Psychologiques car entre la découverte du crime et sa résolution il y a peu d’action mais beaucoup de questions. Que cachent les suspects ? L’auteur excelle à faire émerger les faiblesses et les mesquineries de ces gens qui se croient supérieurs. Anne Perry connaît et décrit parfaitement la nature humaine. Son analyse est toujours d’actualité et nous amène à nous interroger sur nos propres insuffisances. Le tout n’est pas dénué d’humour fin et jubilatoire.
Voilà pour moi la combinaison idéale du roman : on s’instruit, on s’amuse et on en apprend sur soi-même.
Si vous ne connaissez pas encore, quelle chance vous avez car Brunswick Gardens est le 18° roman de la série et l’intérêt ne faiblit pas. Dans cet épisode, la jeune assistante d’un éminent pasteur s’est tuée en chutant dans un escalier. Qui l’a poussée ? Tout semble accuser le pasteur. Quand on découvre que la victime était enceinte les autres hommes de la maison sont aussi suspectés. Malgré les pressions politiques et religieuses pour étouffer l’affaire nos héros feront triompher la vérité.
Anne Perry est également l’auteur d’une autre série : les enquêtes de William Monk et d’Esther Latterly qui comprend actuellement 14 romans, également chez 10-18. Cette série se déroule un peu plus tôt que la précédente (à partir de 1850). En plus des éléments qui font le succès des aventures de Charlotte et Thomas elle explore d’autres thèmes. Esther Latterly est infirmière, ce qui l’amène à travailler aussi bien au contact de la haute société que des plus démunis dont on découvre les conditions de vie sordides dans les bas fonds de Londres. William Monk a été victime au premier épisode d’un accident qui l’a laissé amnésique. Ses souvenirs reviennent très lentement. C’est l’occasion pour l’auteur de s’interroger sur la mémoire et l’identité.
D’autres lectures autour du même sujet :
Michel Faber, La rose pourpre et le lys, éditions de l’Olivier. Ne vous laissez pas impressionner par ce pavé de plus de 1100 pages car il se lit… comme un roman. Londres, 1875. La prostituée Sugar va utiliser l’intérêt qu’a pour elle le riche William Rackham pour s’élever et donner un nouveau départ à sa vie.

DONNÉES SOURCES:
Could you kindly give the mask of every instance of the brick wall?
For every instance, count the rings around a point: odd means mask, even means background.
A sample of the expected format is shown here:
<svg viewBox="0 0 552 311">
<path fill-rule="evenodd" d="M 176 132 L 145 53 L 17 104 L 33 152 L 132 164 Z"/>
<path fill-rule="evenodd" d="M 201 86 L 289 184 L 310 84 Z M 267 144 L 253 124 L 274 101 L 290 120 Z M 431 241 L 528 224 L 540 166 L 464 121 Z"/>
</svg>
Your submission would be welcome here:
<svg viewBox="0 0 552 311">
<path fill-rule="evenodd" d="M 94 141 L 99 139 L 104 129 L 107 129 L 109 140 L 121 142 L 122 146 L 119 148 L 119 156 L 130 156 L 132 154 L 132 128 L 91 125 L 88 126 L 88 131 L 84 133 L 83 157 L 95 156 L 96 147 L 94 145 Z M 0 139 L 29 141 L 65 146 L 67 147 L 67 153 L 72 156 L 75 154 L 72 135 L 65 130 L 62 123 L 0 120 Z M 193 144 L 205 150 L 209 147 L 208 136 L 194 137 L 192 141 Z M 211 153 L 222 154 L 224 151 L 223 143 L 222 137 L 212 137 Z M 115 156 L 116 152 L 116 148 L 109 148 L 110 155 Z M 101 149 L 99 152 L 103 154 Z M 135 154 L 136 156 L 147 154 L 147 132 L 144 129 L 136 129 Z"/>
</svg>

SÉRIE D'EXERCICES:
a. D'après l'extrait, quelle profession exerce Esther Latterly ?
b. Recopiez le passage de l'extrait allant de « D’autres lectures autour » jusqu'à « départ à sa vie. » inclus, en substituant « volume » à « pavé ».

CORRIGÉ:
a. Elle est infirmière.

b.
D’autres lectures autour du même sujet :
Michel Faber, La rose pourpre et le lys, éditions de l’Olivier. Ne vous laissez pas impressionner par ce volume de plus de 1100 pages car il se lit… comme un roman. Londres, 1875. La prostituée Sugar va utiliser l’intérêt qu’a pour elle le riche William Rackham pour s’élever et donner un nouveau départ à sa vie.